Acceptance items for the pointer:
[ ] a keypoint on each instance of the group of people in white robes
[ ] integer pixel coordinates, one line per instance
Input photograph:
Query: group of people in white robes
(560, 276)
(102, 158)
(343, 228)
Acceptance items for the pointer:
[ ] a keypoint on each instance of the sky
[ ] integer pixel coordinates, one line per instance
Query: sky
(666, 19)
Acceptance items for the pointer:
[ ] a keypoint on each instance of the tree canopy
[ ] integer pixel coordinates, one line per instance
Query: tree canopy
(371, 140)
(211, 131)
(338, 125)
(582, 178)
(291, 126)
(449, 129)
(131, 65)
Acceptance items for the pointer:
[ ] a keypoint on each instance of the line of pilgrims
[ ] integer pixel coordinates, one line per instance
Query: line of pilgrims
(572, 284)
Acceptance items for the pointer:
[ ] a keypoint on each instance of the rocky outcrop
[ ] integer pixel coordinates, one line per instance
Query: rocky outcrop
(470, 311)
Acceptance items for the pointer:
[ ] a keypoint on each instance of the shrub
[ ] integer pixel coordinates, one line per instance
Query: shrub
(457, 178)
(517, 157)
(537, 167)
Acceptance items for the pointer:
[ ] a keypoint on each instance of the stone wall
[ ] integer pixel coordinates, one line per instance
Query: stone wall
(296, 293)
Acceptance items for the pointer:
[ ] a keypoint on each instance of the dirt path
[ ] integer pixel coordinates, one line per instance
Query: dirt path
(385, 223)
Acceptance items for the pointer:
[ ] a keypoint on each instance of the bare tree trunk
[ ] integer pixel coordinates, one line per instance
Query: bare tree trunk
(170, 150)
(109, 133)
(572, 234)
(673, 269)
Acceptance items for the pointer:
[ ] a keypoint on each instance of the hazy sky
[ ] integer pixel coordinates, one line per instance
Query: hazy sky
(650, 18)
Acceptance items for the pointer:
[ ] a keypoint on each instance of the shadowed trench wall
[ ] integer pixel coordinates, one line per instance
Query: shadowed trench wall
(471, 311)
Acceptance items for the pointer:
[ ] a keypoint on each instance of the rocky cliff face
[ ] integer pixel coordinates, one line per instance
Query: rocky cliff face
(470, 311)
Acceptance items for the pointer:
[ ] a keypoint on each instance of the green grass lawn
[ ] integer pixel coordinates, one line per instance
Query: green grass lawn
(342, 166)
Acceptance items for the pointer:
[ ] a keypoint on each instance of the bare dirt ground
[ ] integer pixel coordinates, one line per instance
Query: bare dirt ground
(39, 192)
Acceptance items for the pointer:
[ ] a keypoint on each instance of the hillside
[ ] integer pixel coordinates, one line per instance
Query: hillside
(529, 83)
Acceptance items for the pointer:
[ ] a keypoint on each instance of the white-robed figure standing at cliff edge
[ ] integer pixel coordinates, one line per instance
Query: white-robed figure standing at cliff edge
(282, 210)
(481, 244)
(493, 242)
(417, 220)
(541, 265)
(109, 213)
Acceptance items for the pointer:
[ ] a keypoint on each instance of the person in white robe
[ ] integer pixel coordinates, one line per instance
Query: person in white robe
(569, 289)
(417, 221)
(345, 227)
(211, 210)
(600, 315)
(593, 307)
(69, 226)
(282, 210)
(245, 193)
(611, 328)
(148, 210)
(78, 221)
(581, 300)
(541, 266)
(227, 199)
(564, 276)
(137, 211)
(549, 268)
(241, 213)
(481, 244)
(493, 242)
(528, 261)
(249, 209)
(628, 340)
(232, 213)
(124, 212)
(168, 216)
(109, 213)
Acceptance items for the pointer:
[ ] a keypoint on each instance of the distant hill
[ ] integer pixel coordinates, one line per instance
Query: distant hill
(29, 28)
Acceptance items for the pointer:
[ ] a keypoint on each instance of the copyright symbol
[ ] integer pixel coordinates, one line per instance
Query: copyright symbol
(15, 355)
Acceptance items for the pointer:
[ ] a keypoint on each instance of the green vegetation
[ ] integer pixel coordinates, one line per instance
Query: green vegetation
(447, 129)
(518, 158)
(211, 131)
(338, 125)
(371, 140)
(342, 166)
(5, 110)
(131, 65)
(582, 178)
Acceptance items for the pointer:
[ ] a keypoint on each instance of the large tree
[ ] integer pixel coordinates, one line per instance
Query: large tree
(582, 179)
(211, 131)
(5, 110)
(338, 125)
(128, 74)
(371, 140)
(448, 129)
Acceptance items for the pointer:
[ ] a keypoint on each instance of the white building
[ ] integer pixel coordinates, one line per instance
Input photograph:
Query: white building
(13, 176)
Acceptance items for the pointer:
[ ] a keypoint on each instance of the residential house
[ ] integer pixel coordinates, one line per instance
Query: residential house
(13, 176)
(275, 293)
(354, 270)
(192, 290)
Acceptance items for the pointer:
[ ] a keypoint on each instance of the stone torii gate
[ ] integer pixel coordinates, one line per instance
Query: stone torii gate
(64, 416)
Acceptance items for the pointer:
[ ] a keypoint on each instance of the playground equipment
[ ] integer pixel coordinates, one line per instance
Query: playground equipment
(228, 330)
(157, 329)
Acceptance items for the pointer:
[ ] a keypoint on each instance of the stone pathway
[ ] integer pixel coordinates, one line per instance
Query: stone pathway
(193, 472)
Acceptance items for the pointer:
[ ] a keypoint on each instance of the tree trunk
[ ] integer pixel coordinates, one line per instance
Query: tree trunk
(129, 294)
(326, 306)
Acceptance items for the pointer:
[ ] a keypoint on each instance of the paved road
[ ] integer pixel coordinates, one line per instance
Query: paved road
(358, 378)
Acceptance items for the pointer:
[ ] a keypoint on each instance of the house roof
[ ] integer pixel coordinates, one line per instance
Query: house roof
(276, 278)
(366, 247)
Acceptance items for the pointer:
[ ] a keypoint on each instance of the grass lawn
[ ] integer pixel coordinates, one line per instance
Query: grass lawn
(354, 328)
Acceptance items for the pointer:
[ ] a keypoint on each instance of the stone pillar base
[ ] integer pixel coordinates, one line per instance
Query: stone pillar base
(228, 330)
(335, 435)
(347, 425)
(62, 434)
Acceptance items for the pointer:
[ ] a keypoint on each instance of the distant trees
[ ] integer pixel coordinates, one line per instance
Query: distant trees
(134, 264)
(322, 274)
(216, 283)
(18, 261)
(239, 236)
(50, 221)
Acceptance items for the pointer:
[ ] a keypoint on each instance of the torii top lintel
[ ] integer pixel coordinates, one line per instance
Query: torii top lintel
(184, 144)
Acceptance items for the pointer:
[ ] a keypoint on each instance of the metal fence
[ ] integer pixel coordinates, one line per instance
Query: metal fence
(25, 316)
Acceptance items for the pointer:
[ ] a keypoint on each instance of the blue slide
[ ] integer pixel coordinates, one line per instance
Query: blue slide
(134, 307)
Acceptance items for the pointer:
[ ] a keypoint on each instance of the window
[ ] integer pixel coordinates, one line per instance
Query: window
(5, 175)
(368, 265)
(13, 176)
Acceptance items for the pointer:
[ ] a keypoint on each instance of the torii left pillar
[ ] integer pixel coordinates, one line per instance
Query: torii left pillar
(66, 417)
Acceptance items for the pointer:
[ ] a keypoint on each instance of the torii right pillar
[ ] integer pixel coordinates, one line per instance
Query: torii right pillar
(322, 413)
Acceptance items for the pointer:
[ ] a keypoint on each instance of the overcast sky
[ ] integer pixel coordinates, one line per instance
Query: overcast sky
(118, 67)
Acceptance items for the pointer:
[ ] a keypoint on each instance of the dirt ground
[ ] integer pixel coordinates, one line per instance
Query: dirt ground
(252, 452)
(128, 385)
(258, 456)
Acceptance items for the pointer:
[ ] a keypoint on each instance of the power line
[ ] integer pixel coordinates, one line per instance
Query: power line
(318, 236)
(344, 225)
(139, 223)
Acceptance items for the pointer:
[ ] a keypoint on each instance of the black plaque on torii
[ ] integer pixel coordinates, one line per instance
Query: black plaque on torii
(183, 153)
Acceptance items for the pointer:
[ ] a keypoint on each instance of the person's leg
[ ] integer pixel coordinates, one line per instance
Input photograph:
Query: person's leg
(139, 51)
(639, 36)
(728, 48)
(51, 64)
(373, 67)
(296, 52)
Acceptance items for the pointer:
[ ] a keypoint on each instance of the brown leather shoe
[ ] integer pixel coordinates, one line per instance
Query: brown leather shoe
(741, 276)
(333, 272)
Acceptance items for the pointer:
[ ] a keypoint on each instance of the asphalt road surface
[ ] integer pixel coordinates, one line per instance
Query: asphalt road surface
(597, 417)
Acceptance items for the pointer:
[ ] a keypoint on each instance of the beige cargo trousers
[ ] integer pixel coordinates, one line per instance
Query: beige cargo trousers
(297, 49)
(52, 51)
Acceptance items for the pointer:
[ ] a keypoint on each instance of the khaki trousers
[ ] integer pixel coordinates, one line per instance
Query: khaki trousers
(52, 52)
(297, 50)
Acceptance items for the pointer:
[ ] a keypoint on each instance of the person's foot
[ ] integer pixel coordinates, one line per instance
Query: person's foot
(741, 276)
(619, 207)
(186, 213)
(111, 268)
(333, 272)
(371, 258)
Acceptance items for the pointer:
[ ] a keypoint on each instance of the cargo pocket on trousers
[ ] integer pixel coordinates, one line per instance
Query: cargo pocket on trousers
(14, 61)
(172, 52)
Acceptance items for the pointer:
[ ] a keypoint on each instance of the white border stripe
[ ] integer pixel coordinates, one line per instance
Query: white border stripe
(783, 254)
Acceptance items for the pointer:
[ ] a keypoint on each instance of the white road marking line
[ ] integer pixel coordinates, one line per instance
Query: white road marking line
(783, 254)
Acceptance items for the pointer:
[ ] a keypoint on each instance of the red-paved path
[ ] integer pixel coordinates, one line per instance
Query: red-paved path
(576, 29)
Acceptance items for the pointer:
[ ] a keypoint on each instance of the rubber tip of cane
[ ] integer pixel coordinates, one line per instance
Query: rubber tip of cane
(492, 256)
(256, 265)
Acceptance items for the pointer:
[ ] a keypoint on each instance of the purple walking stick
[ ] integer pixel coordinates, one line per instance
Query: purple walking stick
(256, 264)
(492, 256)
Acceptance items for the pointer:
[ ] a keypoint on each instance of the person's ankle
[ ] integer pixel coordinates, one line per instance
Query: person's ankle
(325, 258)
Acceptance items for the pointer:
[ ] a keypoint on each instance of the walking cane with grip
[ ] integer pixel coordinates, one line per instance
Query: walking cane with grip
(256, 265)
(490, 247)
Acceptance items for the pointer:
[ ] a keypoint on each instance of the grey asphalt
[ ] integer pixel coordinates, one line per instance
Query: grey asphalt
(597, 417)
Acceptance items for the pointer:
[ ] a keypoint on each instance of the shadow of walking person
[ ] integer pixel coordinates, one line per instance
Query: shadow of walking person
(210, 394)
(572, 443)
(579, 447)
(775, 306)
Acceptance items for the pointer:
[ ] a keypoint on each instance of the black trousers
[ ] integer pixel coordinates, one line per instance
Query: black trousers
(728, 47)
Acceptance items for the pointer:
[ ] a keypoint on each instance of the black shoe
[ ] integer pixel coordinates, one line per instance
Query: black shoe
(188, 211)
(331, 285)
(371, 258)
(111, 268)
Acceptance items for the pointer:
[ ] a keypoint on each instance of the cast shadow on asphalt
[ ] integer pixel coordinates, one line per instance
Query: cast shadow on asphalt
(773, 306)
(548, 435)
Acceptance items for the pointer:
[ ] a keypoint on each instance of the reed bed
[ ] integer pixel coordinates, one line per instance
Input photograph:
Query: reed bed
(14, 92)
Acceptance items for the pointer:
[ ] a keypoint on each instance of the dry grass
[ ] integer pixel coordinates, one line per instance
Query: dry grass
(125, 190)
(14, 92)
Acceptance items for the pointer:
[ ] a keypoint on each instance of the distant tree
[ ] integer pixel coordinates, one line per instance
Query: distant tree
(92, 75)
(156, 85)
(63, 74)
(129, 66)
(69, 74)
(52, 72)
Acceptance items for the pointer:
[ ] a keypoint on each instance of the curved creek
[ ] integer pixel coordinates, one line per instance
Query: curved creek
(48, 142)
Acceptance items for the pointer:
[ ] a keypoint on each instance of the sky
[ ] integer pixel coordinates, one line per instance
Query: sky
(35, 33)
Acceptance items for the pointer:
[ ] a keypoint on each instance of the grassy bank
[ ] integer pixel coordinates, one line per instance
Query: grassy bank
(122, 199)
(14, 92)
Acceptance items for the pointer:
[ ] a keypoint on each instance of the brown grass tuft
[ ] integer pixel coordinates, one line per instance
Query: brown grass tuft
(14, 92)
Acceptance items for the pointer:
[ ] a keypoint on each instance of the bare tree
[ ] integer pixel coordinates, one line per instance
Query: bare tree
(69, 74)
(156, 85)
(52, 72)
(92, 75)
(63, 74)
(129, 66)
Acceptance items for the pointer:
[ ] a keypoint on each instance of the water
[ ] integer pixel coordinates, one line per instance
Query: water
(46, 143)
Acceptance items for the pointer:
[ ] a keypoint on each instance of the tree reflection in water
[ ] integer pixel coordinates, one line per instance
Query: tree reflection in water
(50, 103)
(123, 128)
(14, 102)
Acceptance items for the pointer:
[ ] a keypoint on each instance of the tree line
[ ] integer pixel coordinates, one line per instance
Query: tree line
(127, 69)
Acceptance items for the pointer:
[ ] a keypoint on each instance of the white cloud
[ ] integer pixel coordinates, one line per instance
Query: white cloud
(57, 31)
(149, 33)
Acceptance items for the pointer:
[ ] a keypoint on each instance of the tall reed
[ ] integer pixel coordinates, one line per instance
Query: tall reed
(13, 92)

■ **Task to carry out**: Take the line containing "[ ] a keypoint on each instance of the tree line" as the first line and the last line of the data above as the final one. Write out these lines and all between them exactly.

■ **Response to the exercise**:
[ ] a keypoint on each instance of the tree line
[ ] integer pixel coordinates, one line per instance
Query: tree line
(127, 69)
Acceptance items for the pointer:
[ ] a keypoint on each instance of the white cloud
[ ] integer pixel coordinates, one line per instance
Query: white cloud
(57, 31)
(149, 33)
Acceptance items for the pointer:
[ ] a keypoint on each instance of the tall reed
[ ] integer pixel coordinates, one line per instance
Query: tall reed
(13, 92)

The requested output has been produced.